### Given request
Rewrite the lines from the one containing "Where can the green lawn" through the one containing "<point>334,557</point>", changing every "each instance" to "every instance" and keeping all else identical.

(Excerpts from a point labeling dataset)
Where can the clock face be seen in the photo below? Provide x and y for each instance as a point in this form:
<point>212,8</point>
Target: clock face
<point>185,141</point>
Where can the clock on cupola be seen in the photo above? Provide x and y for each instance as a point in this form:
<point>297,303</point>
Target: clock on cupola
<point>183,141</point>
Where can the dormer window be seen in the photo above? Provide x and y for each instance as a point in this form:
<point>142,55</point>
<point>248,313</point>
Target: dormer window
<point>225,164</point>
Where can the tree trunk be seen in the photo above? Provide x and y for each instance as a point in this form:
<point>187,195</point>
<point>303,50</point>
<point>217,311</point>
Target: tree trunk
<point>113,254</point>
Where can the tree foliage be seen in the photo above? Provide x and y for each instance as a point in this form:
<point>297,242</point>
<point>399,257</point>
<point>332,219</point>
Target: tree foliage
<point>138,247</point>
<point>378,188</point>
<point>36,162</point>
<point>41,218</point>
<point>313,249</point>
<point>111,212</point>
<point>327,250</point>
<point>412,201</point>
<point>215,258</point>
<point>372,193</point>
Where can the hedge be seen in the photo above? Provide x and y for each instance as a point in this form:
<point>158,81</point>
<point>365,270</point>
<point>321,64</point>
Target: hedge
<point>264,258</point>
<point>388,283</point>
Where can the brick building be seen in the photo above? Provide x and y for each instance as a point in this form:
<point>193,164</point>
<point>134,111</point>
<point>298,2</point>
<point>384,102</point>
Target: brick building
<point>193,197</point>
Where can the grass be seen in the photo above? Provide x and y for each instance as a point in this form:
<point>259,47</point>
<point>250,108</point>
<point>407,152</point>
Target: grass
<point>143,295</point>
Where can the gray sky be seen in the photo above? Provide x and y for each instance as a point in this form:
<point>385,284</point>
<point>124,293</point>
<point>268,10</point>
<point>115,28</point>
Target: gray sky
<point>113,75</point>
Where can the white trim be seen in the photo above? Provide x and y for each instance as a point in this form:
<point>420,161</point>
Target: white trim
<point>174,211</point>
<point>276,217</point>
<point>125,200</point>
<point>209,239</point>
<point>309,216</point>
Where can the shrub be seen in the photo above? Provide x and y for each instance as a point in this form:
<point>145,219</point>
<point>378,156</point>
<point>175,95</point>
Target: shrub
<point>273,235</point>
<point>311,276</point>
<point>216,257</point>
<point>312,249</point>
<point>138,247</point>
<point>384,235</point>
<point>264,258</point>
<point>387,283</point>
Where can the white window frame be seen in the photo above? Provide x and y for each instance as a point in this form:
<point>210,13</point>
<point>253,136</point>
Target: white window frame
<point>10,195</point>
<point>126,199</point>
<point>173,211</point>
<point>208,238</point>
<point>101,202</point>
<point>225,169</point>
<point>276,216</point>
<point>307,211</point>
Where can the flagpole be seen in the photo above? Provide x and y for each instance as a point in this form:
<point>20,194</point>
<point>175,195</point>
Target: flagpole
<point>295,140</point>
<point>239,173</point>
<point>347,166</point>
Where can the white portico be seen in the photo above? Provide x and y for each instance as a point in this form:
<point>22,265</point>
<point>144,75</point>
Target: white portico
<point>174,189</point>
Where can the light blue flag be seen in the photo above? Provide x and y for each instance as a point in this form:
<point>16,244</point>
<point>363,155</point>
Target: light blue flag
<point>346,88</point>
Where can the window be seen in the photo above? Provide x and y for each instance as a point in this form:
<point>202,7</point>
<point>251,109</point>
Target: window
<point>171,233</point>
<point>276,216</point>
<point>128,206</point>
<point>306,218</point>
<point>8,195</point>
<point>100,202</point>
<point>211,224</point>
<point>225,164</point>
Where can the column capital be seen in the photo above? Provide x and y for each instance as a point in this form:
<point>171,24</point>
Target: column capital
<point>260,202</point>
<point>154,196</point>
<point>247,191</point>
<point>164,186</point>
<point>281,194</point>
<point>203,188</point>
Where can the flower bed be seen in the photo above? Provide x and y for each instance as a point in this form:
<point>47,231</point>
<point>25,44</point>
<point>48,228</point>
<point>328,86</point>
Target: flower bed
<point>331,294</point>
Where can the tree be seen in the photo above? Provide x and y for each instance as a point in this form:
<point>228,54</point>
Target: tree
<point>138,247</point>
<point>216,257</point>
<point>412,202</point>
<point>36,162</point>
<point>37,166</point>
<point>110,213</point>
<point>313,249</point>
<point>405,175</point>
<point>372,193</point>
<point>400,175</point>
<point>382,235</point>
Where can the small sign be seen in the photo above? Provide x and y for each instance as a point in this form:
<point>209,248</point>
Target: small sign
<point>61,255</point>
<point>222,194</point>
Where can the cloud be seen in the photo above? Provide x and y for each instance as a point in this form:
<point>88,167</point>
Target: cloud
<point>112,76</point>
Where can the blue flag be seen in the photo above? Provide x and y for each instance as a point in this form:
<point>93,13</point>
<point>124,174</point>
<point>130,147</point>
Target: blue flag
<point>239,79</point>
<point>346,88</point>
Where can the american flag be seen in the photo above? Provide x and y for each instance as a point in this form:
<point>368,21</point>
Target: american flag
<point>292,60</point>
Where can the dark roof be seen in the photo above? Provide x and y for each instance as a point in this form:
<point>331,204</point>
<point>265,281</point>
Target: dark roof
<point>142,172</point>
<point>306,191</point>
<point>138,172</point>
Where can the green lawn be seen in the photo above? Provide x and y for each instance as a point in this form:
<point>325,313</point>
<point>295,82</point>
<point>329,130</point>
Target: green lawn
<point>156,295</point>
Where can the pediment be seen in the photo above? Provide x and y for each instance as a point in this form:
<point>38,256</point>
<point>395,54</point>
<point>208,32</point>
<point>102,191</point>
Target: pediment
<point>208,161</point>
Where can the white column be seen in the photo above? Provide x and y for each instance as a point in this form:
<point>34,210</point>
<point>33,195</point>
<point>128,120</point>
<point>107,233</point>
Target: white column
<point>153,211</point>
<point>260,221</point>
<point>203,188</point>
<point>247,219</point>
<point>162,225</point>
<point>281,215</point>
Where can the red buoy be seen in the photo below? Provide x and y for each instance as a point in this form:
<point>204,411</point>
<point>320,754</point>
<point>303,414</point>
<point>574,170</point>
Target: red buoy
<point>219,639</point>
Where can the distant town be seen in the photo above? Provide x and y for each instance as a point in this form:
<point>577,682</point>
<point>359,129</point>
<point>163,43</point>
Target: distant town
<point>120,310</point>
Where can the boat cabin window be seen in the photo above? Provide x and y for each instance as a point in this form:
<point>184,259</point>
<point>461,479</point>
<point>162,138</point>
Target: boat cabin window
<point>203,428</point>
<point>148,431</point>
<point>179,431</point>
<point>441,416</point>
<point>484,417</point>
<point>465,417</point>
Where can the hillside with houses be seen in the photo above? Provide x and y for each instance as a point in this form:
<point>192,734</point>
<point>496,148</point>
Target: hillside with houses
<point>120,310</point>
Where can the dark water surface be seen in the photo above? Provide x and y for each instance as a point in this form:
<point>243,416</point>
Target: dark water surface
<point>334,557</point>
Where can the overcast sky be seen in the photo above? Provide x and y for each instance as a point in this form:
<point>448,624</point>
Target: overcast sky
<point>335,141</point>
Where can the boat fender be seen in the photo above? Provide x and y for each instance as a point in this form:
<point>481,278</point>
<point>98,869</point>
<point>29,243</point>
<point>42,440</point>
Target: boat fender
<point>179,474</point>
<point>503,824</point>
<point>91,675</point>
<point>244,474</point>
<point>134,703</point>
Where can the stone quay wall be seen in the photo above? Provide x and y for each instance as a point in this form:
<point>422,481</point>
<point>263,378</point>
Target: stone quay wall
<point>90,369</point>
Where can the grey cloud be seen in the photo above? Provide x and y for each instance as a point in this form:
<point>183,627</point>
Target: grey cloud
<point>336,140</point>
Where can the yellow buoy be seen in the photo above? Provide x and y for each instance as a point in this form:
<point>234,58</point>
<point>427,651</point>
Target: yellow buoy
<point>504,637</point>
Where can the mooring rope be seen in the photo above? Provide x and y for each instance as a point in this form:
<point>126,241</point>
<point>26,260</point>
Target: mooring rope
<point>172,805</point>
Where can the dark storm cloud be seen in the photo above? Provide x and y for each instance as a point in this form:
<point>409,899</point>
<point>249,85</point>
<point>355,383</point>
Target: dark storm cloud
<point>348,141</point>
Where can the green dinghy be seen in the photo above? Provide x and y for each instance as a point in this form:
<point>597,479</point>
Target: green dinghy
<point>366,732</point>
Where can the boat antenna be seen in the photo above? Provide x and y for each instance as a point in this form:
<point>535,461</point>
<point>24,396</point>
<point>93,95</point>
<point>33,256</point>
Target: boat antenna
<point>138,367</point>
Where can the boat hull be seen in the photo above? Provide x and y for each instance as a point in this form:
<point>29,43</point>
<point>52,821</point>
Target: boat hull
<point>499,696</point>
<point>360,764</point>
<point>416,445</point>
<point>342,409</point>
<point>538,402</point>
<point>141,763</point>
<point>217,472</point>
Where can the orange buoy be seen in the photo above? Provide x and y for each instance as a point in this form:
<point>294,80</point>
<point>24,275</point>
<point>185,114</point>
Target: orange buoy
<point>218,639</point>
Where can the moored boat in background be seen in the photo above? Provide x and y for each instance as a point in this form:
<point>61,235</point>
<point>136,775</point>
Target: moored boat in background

### Problem solution
Where can the green lawn be seen in the photo above? Provide x and y for every instance as a point in this form:
<point>325,313</point>
<point>295,82</point>
<point>329,130</point>
Target: green lawn
<point>156,295</point>
Where can the pediment be seen in the photo above? Provide x and y for every instance as a point in this form:
<point>38,256</point>
<point>395,54</point>
<point>208,32</point>
<point>102,191</point>
Target: pediment
<point>208,161</point>
Where can the white column be seen in the photo above? Provide x and y for every instance as a point in this form:
<point>34,210</point>
<point>33,195</point>
<point>128,120</point>
<point>107,233</point>
Target: white column
<point>153,211</point>
<point>260,221</point>
<point>203,188</point>
<point>247,219</point>
<point>162,225</point>
<point>281,215</point>
Where can the red buoy be seen in the photo below? Provide x and y for every instance as a point in this form:
<point>204,411</point>
<point>320,754</point>
<point>303,414</point>
<point>574,170</point>
Target: red buoy
<point>219,639</point>
Where can the distant town be seen in the photo above? Provide x and y for every instance as a point in this form:
<point>577,682</point>
<point>359,129</point>
<point>163,43</point>
Target: distant town
<point>120,310</point>
Where can the boat cabin window be seen in the photo above? Provide x and y for every instance as a point in this form:
<point>184,259</point>
<point>461,479</point>
<point>162,138</point>
Target: boat cabin window
<point>203,428</point>
<point>148,431</point>
<point>179,431</point>
<point>441,416</point>
<point>484,417</point>
<point>465,417</point>
Where can the hillside with houses be seen in the photo above? Provide x and y for every instance as a point in this form:
<point>192,734</point>
<point>496,148</point>
Target: hillside with houses
<point>120,310</point>
Where can the dark water surface be seen in the photo above? Provide x and y for every instance as a point in this form:
<point>243,416</point>
Target: dark water surface
<point>334,557</point>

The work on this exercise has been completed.